## start Material for this task

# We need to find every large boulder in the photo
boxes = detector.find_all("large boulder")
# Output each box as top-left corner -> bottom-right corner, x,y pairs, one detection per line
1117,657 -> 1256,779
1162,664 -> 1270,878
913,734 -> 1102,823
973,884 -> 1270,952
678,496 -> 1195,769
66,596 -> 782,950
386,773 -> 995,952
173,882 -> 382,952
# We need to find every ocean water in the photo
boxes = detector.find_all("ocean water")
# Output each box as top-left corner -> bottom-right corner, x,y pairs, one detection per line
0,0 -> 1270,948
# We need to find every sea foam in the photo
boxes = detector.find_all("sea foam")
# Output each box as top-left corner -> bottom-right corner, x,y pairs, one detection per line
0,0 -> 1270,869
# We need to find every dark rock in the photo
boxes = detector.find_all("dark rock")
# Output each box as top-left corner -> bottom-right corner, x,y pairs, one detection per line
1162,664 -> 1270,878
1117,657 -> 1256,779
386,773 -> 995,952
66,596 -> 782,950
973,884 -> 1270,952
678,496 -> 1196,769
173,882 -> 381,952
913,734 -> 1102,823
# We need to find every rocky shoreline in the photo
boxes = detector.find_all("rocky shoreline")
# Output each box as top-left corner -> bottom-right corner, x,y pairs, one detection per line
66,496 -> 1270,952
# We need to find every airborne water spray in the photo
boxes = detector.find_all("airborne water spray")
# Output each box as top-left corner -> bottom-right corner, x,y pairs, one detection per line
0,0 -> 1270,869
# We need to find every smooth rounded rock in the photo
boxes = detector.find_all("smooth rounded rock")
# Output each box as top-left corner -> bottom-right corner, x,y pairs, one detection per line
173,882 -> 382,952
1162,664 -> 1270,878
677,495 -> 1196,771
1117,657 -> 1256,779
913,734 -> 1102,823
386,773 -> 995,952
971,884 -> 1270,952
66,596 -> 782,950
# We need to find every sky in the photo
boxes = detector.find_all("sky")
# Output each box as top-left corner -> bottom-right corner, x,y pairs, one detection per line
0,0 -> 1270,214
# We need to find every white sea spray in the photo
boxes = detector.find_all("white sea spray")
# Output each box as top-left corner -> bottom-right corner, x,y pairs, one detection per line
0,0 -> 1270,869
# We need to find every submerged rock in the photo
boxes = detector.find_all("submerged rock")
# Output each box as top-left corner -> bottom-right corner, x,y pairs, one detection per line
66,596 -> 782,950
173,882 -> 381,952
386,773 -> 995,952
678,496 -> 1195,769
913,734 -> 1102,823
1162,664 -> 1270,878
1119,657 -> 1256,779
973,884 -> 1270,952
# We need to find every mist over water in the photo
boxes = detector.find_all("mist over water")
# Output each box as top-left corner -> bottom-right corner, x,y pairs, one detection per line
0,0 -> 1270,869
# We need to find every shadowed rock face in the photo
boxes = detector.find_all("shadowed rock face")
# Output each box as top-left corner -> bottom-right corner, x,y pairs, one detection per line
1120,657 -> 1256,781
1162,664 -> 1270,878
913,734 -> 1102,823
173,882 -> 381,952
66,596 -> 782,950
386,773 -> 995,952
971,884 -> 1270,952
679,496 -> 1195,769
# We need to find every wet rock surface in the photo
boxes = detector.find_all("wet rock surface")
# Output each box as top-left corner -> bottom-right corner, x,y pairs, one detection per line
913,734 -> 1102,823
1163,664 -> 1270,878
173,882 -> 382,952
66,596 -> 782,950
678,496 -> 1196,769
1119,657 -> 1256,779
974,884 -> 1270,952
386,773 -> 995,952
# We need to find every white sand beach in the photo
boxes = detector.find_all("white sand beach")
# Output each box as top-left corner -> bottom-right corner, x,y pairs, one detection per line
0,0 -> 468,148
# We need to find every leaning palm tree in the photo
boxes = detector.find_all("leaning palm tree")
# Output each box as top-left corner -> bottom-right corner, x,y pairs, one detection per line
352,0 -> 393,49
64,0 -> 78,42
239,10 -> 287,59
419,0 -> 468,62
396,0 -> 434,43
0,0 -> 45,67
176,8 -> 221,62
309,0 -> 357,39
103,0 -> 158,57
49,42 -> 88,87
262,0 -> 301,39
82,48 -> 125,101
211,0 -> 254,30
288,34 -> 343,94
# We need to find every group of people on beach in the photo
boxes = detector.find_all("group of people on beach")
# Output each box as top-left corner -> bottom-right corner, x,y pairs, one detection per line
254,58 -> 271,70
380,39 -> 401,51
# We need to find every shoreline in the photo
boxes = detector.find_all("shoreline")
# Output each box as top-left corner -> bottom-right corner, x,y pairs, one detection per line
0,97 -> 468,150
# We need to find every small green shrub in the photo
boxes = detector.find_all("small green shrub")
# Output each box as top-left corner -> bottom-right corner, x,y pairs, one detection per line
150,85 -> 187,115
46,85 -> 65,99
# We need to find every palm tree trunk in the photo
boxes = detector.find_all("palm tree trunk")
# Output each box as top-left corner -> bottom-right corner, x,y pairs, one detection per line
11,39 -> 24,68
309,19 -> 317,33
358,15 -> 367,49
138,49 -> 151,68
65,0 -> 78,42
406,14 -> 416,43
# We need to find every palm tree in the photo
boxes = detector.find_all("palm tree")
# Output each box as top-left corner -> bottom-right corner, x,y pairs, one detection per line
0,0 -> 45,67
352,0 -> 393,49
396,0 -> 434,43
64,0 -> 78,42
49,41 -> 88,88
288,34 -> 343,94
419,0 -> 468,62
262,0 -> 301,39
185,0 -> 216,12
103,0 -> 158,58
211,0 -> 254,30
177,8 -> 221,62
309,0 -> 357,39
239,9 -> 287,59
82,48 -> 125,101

## end Material for this task

Reproduce every one of the rows above, line for line and unchanged.

Solution below:
# We need to find every large boulder in the photo
boxes = detector.find_all("large boulder")
# Output each box as top-left corner -> bottom-right corner, x,y pairs, one detection per line
1117,657 -> 1256,779
1162,664 -> 1270,878
913,734 -> 1102,823
973,884 -> 1270,952
678,496 -> 1195,769
66,596 -> 782,950
386,773 -> 995,952
173,882 -> 382,952
# We need to find every ocean water in the photo
boxes = detector.find_all("ocean water")
# Output each box as top-left corner -> bottom-right corner, x,y pairs, one detection per line
0,0 -> 1270,948
# We need to find every sea foam in the photo
boxes = detector.find_all("sea foam")
# Output each box as top-left corner -> bottom-right corner, x,y pairs, one detection per line
0,0 -> 1270,869
# We need to find every dark rock in the photo
boxes = detector.find_all("dark rock")
# Output each box as top-left corner -> bottom-right corner, x,y pairs, one detection per line
1162,664 -> 1270,878
1117,657 -> 1256,779
386,773 -> 995,952
66,596 -> 782,950
973,884 -> 1270,952
678,496 -> 1196,769
173,882 -> 381,952
913,734 -> 1102,823
# We need to find every rocky shoreline in the photo
boxes = detector.find_all("rocky shoreline")
# Output each box as top-left corner -> bottom-right corner, x,y pairs, one detection per line
66,496 -> 1270,952
# We need to find every airborne water spray in the photo
boxes = detector.find_all("airborne water spray")
# Output each box as top-left corner -> bottom-right corner, x,y pairs, one detection per line
0,0 -> 1270,869
# We need to find every smooth rounded rock in the photo
boxes = detector.find_all("smooth rounded rock")
# Output each box as top-left corner -> bottom-right corner, x,y pairs, one detection per line
173,882 -> 382,952
1162,664 -> 1270,878
677,495 -> 1196,771
1117,657 -> 1256,779
913,734 -> 1102,823
386,773 -> 995,952
971,884 -> 1270,952
66,596 -> 782,950
# We need to find every sky in the photo
boxes = detector.find_all("sky")
# Output each box as top-left corner -> bottom-right corner, x,y pairs, one detection per line
0,0 -> 1270,214
# We need to find every white sea spray in the photo
boxes = detector.find_all("white sea spray")
# Output each box as top-left corner -> bottom-right corner, x,y pairs, one detection per line
0,0 -> 1270,869
# We need to find every submerged rock in the photo
boxes = detector.find_all("submerged rock")
# Output each box as top-left corner -> bottom-right corner, x,y pairs, one detection per line
66,596 -> 782,950
173,882 -> 381,952
386,773 -> 995,952
678,496 -> 1195,769
913,734 -> 1102,823
1162,664 -> 1270,878
1119,657 -> 1256,779
973,884 -> 1270,952
# We need to find every mist over water in the photo
boxes = detector.find_all("mist over water")
# Output each box as top-left corner -> bottom-right corner, x,y pairs, one detection per line
0,0 -> 1270,869
# We need to find every shadowed rock face in the photo
boxes = detector.find_all("shadowed rock face")
# Output each box as top-left corner -> bottom-right corner, x,y pairs, one detection per line
1120,657 -> 1256,781
1162,664 -> 1270,878
913,734 -> 1102,823
173,882 -> 381,952
66,596 -> 782,950
386,773 -> 995,952
971,884 -> 1270,952
679,496 -> 1195,769
# We need to find every wet rock surface in the photo
boxes = detector.find_all("wet rock surface")
# Output each box as top-left corner -> bottom-right corner, x,y pairs, one detection per line
913,734 -> 1102,823
1163,664 -> 1270,878
173,882 -> 382,952
66,596 -> 782,950
678,496 -> 1196,769
1119,657 -> 1256,779
974,884 -> 1270,952
386,773 -> 995,952
# We need to find every white sand beach in the photo
boxes = detector.find_all("white sand beach")
# Output each box as top-left corner -> bottom-right corner, x,y pairs, one detection per line
0,0 -> 468,148
# We need to find every leaning palm tree in the photo
boxes = detector.find_all("leaning palm tree")
# Output each box as top-left corner -> bottom-right corner, x,y pairs, one detection per line
352,0 -> 393,49
64,0 -> 78,42
239,10 -> 287,59
419,0 -> 468,62
396,0 -> 434,43
0,0 -> 45,67
176,8 -> 221,62
309,0 -> 357,39
103,0 -> 158,57
49,42 -> 88,87
262,0 -> 301,39
82,48 -> 125,101
211,0 -> 254,30
288,34 -> 343,94
# We need to find every group of people on beach in the photo
boxes = detector.find_all("group of people on beach")
# Output each box as top-left corner -> bottom-right corner, x,y pairs, one detection per line
254,58 -> 271,70
380,39 -> 401,51
# We need to find every shoreline in the photo
boxes = detector.find_all("shoreline")
# Output each box as top-left corner -> bottom-right corner, x,y pairs, one detection per line
0,97 -> 468,150
# We need to find every small green shrub in the photo
boxes = detector.find_all("small green shrub")
# Output each box as top-left corner -> bottom-right corner, x,y pairs, one detection per line
150,85 -> 187,115
46,85 -> 65,99
# We need to find every palm tree trunk in the photo
boxes = detector.find_all("palm tree trunk")
# Output each box as top-left corner -> bottom-right corner, x,y pairs, one detection per line
11,39 -> 24,68
309,19 -> 317,33
358,15 -> 367,49
138,49 -> 151,68
65,0 -> 78,42
406,14 -> 416,43
# We need to find every palm tree in the photo
boxes = detector.find_all("palm tree")
# Output each box as top-left corner -> bottom-right corner, x,y pairs, one detection per line
0,0 -> 45,67
352,0 -> 393,49
396,0 -> 434,43
64,0 -> 78,42
49,41 -> 88,88
288,34 -> 343,94
419,0 -> 468,62
262,0 -> 301,39
185,0 -> 216,12
103,0 -> 158,58
211,0 -> 254,30
177,8 -> 221,62
309,0 -> 357,39
239,9 -> 287,59
82,48 -> 125,101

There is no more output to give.